━━━━━ Excerpted passage ━━━━━

Safety huddles are brief structured discussions among physicians, nurses, and other staff aiming to identify and mitigate threats to patient safety.^11–13 In this study, we aimed to evaluate the influence of a safety huddle-based alarm intervention strategy targeting high alarm pediatric ward patients on (a) unit-level alarm rates and (b) patient-level alarm rates, as well as to (c) evaluate implementation outcomes. We hypothesized that patients discussed in huddles would have greater reductions in alarm rates in the 24 hours following their huddle than patients who were not discussed. Given that most alarms are generated by a small fraction of patients,^1,2 we hypothesized that patient-level reductions would translate to unit-level reductions.

METHODS

Human Subject Protection

The Institutional Review Board of Children’s Hospital of Philadelphia approved this study with a waiver of informed consent. We registered the study at ClinicalTrials.gov (identifier NCT02458872). The original protocol is available as an Online Supplement.

━━━━━ Given data ━━━━━

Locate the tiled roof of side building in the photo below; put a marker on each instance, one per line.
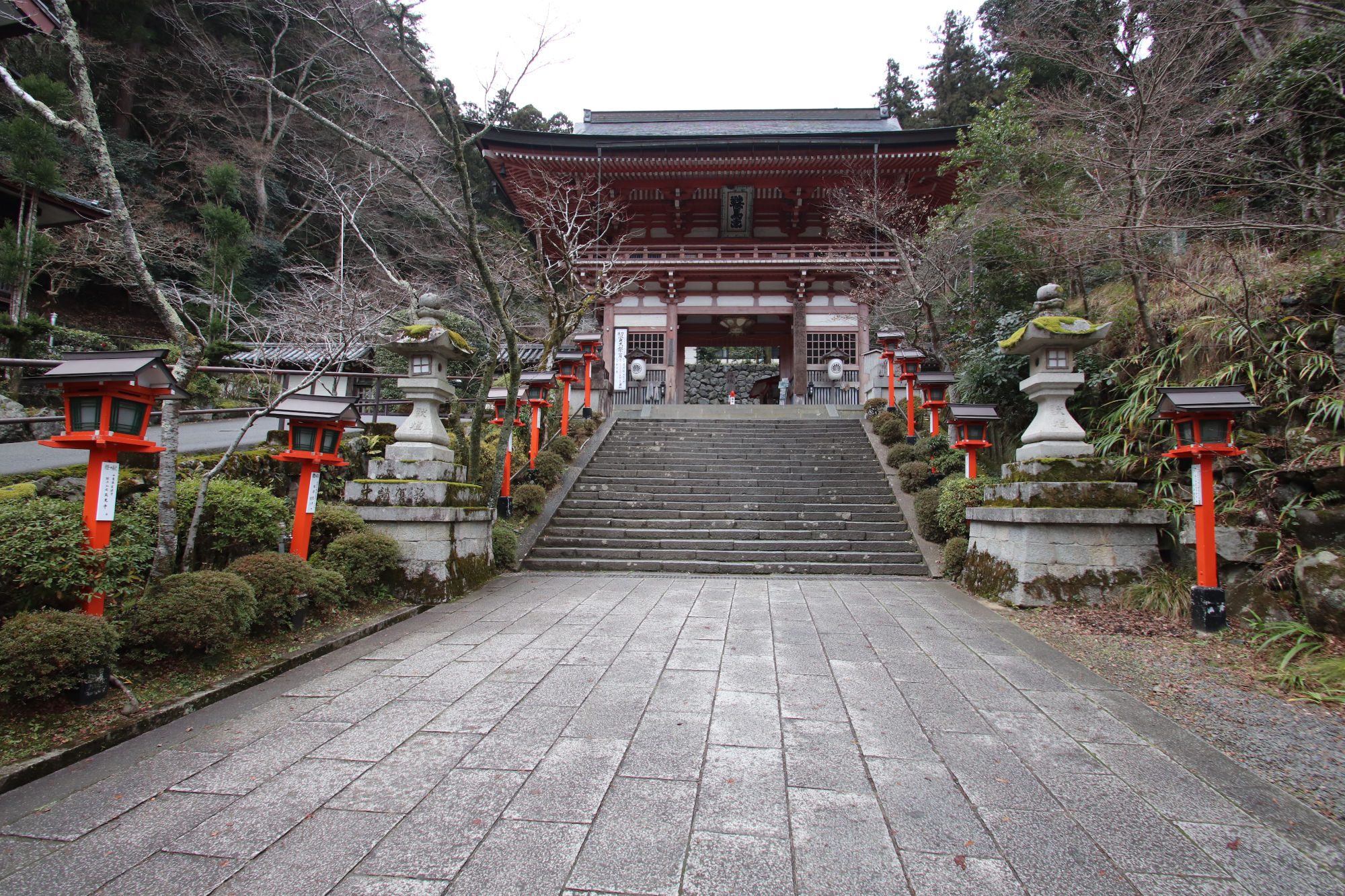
(735, 123)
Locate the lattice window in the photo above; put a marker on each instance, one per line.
(822, 343)
(650, 342)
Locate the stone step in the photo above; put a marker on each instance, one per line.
(692, 530)
(720, 568)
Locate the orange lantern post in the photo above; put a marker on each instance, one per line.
(500, 397)
(591, 343)
(108, 396)
(537, 384)
(968, 424)
(935, 384)
(910, 362)
(571, 365)
(315, 428)
(891, 341)
(1203, 421)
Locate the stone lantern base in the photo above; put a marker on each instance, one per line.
(1059, 530)
(439, 521)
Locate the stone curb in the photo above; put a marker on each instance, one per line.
(553, 501)
(37, 767)
(1312, 831)
(930, 551)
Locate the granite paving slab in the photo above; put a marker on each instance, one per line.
(571, 735)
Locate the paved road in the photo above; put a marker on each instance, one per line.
(574, 735)
(208, 435)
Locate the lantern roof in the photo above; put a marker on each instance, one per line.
(973, 413)
(1178, 400)
(318, 408)
(935, 378)
(145, 368)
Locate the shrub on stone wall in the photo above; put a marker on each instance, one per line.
(954, 557)
(914, 475)
(505, 544)
(202, 612)
(927, 516)
(529, 498)
(48, 651)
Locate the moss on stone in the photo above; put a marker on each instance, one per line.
(987, 576)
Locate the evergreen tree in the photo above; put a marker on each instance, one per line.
(900, 95)
(960, 77)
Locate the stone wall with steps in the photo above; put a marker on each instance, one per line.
(731, 497)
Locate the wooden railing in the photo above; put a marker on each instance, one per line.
(790, 255)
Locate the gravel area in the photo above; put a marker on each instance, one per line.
(1214, 688)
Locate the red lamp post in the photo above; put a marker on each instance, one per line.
(537, 384)
(500, 397)
(572, 366)
(891, 341)
(315, 428)
(935, 384)
(969, 425)
(107, 405)
(590, 343)
(910, 362)
(1203, 421)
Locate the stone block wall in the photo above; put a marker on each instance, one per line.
(711, 384)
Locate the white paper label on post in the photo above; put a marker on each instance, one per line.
(313, 491)
(107, 493)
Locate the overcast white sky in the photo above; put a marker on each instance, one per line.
(685, 54)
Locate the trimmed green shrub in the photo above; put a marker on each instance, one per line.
(529, 499)
(240, 518)
(551, 467)
(279, 581)
(364, 559)
(927, 516)
(332, 522)
(914, 475)
(954, 557)
(956, 495)
(566, 447)
(201, 612)
(900, 454)
(505, 544)
(44, 559)
(48, 651)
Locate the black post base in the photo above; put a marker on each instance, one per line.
(1208, 611)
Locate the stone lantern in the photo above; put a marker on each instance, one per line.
(935, 384)
(891, 342)
(315, 428)
(108, 396)
(1203, 421)
(969, 425)
(910, 362)
(571, 366)
(591, 343)
(537, 385)
(500, 397)
(428, 348)
(1051, 343)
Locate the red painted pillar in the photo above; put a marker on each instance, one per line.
(310, 477)
(1207, 559)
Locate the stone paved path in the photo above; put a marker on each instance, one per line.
(669, 735)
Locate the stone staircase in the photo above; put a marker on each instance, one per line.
(750, 495)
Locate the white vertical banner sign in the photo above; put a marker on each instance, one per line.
(313, 491)
(107, 509)
(619, 360)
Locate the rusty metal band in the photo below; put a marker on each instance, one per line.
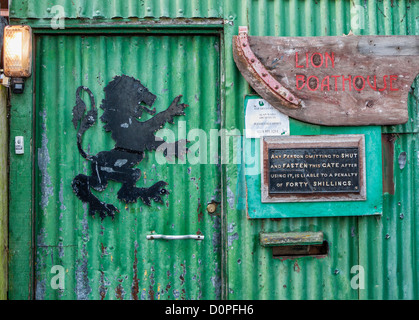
(258, 67)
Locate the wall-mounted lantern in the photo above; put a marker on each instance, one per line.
(17, 55)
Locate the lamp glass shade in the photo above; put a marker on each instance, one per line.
(17, 51)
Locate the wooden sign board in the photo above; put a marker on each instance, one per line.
(313, 168)
(334, 81)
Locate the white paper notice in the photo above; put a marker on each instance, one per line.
(264, 120)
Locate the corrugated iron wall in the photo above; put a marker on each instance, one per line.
(110, 9)
(111, 259)
(386, 247)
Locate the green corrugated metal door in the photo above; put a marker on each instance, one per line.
(112, 259)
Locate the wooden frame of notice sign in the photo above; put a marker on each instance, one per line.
(368, 201)
(313, 168)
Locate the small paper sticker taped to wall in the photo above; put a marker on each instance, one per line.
(263, 120)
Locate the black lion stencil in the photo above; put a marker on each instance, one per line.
(125, 101)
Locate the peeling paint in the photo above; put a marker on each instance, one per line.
(230, 198)
(61, 198)
(135, 287)
(83, 288)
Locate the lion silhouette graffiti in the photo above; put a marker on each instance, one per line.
(125, 101)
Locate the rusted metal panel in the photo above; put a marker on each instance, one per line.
(113, 258)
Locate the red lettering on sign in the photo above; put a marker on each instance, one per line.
(300, 78)
(325, 83)
(375, 83)
(331, 58)
(310, 83)
(343, 82)
(356, 83)
(336, 82)
(385, 83)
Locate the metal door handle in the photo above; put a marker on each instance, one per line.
(179, 237)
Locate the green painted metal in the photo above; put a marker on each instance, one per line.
(113, 259)
(390, 265)
(4, 146)
(386, 247)
(371, 206)
(109, 9)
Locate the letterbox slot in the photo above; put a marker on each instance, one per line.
(295, 251)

━━━━━

▶ _Task set_:
a: Rewrite the passage on safety huddles between "The Institutional Review" and "an Online Supplement.", inclusive, using "Ethics Committee" in place of "Institutional Review Board".
b: Answer these questions using the passage on safety huddles:
(i) Which staff take part in safety huddles?
(ii) Over what period after their huddle were discussed patients expected to show greater reductions in alarm rates?
(iii) Under what identifier was the study registered at ClinicalTrials.gov?
c: Continue the passage on safety huddles from its last sentence.

▶ _Solved tasks_:
a:
The Ethics Committee of Children’s Hospital of Philadelphia approved this study with a waiver of informed consent. We registered the study at ClinicalTrials.gov (identifier NCT02458872). The original protocol is available as an Online Supplement.

b:
(i) Physicians, nurses, and other staff.
(ii) The 24 hours following their huddle.
(iii) NCT02458872.

c:
Design and Framework

We performed a hybrid effectiveness-implementation trial at a single hospital with cluster randomization at the unit level (CONSORT flow diagram in Figure 1). Hybrid trials aim to determine the effectiveness of a clinical intervention (alarm customization) and the feasibility and potential utility of an implementation strategy (safety huddles).¹⁴ We used the Consolidated Framework for Implementation Research¹⁵ to theoretically ground and frame our implementation and drew upon the work of Proctor and colleagues¹⁶ to guide implementation outcome selection.

For our secondary effectiveness outcome evaluating the effect of the intervention on the alarm rates of the individual patients discussed in huddles, we used a cohort design embedded within the trial to analyze patient-specific alarm data collected only on randomly selected “intensive data collection days,” described below and in Figure 1.

Setting and Subjects

All patients hospitalized on eight units that admit general pediatric and medical subspecialty patients at Children’s Hospital of Philadelphia between June 15, 2015 and May 8, 2016 were included in the primary (unit-level) analysis. Every patient’s bedside included a General Electric Dash 3000 physiologic monitor. Decisions to monitor patients were made by physicians and required orders. Default alarm settings are available in Supplementary Table 1; these settings required orders to change.

All eight units were already convening scheduled safety huddles led by the charge nurse each day. All nurses and at least one resident were expected to attend; attending physicians and fellows were welcome but not expected to attend. Huddles focused on discussing safety concerns and patient flow. None of the preexisting huddles included alarm discussion.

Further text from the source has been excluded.